— start DATA EXTRACT —
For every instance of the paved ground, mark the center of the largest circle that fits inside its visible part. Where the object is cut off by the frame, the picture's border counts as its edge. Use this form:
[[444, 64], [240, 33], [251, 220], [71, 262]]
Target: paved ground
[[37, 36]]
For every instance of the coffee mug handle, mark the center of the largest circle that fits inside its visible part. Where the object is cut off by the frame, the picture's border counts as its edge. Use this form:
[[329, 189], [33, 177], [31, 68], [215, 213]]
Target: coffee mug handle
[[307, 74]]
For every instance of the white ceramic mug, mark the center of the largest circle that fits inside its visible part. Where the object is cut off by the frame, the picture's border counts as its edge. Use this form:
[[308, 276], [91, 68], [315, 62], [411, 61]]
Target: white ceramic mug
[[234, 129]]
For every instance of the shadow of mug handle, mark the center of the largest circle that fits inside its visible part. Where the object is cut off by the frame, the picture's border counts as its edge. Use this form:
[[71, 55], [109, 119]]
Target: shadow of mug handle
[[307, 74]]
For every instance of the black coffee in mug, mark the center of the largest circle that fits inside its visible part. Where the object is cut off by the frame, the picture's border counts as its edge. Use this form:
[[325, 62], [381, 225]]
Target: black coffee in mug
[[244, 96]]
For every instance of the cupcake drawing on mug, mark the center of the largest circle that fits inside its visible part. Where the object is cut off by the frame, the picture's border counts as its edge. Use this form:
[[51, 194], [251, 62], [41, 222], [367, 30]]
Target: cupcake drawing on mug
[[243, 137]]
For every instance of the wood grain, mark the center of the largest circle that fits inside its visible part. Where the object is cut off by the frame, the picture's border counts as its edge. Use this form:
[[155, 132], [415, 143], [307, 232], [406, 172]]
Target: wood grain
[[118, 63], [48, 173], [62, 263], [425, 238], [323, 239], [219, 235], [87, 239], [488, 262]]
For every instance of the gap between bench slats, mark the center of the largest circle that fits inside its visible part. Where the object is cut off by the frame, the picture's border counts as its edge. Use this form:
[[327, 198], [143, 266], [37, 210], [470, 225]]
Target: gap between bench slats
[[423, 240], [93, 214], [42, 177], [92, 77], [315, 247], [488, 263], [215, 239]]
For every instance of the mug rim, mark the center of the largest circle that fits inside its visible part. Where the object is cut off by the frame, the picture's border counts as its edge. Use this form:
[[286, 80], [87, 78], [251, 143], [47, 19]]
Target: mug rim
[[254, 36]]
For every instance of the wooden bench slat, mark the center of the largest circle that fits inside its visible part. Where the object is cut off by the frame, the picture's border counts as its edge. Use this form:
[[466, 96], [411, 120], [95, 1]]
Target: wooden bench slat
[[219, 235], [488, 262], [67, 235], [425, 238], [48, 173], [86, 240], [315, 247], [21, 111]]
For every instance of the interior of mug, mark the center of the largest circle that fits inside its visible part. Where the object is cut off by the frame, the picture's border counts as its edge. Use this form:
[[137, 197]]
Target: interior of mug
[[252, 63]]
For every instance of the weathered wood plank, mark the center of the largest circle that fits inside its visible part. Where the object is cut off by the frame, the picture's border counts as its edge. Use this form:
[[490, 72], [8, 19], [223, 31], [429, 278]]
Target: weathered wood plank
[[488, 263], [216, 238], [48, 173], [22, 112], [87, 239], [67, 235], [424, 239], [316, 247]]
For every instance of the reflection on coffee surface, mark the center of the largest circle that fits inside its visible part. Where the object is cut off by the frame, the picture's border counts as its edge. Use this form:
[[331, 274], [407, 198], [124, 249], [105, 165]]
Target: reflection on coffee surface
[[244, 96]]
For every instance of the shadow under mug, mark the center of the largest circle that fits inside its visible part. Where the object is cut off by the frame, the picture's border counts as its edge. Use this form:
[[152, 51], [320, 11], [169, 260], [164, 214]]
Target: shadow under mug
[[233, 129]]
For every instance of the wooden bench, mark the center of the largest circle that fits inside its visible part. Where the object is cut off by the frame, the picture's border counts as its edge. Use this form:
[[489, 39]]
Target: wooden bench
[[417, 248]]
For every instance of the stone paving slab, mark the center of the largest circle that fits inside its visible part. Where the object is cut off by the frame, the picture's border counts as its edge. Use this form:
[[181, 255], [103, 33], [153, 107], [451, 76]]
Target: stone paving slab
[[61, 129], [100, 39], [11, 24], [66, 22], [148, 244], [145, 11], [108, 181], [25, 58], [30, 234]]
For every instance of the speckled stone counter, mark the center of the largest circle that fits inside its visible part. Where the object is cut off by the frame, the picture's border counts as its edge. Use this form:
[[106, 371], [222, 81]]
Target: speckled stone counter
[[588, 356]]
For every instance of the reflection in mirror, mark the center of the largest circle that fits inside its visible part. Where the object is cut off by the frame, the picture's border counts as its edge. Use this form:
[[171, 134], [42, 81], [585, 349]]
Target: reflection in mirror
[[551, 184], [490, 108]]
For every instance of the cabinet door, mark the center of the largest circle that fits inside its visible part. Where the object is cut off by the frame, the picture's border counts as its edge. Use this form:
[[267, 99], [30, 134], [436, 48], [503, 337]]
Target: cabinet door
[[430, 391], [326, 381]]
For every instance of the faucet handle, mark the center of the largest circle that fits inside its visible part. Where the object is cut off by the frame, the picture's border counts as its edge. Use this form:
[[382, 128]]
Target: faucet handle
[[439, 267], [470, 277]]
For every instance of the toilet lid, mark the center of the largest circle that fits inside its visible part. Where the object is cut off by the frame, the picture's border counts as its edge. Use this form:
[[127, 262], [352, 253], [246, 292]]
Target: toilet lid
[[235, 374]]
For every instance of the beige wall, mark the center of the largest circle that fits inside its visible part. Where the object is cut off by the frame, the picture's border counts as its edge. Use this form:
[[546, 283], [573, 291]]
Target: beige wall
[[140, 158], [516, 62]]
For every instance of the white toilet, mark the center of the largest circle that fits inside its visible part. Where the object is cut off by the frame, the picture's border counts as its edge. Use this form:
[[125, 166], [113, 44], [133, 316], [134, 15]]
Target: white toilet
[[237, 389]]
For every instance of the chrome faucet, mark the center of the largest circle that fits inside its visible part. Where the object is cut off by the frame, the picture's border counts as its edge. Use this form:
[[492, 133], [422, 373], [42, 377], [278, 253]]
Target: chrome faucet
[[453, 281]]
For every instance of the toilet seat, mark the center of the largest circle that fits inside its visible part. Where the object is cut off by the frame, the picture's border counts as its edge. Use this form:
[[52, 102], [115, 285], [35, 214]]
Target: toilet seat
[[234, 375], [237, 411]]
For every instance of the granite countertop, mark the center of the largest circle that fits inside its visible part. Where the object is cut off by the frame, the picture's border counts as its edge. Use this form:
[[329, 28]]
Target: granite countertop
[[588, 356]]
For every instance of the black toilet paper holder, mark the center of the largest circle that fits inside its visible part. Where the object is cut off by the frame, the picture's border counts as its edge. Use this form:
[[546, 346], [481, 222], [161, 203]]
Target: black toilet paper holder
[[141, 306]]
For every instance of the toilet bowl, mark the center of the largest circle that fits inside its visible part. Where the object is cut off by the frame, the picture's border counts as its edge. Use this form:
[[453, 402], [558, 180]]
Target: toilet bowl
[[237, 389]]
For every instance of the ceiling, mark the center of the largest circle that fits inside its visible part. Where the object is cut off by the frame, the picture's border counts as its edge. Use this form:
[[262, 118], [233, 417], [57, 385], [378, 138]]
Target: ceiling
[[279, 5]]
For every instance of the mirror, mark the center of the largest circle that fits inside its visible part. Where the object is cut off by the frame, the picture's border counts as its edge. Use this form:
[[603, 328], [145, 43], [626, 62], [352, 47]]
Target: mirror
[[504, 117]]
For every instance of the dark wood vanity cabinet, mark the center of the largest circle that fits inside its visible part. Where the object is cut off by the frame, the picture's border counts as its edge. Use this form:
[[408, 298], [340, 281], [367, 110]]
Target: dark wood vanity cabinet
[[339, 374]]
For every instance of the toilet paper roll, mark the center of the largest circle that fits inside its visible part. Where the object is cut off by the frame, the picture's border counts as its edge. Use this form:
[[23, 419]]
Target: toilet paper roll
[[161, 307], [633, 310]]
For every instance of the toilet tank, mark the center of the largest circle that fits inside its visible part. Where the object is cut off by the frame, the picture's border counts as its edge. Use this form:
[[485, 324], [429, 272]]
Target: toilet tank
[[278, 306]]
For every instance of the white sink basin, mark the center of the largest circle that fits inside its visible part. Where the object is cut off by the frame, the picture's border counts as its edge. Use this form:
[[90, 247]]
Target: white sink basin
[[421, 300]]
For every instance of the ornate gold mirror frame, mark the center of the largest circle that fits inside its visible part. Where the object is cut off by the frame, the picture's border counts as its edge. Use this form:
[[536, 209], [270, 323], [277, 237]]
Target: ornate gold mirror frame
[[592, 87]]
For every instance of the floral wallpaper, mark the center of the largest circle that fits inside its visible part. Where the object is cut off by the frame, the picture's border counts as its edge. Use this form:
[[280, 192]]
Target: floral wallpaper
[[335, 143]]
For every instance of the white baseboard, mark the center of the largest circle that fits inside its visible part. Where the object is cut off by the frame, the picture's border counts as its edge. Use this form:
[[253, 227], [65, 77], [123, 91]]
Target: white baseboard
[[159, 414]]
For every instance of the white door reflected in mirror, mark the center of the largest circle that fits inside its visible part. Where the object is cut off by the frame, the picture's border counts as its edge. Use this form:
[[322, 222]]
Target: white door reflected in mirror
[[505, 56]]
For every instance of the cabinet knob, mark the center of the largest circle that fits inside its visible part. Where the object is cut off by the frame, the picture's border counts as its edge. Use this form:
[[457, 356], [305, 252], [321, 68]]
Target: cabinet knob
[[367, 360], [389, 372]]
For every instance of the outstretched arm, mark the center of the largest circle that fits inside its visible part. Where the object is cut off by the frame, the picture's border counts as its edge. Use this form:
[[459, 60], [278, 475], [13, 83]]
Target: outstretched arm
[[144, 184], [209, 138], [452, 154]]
— end DATA EXTRACT —
PROBLEM → Update everything from the line containing "For every instance of the floral" down to the line containing "[[335, 143]]" by replacing "floral wallpaper" with "patterned wallpaper", leaving all else unchanged. Give back only those lines.

OUTPUT OF THE TASK →
For every instance of the patterned wallpaper, mark the center of the largest circle that fits inside its visible part. Where the object is cut off by the frame, the picture's border counts as its edge. Use this form:
[[280, 192]]
Target: patterned wallpaper
[[335, 143]]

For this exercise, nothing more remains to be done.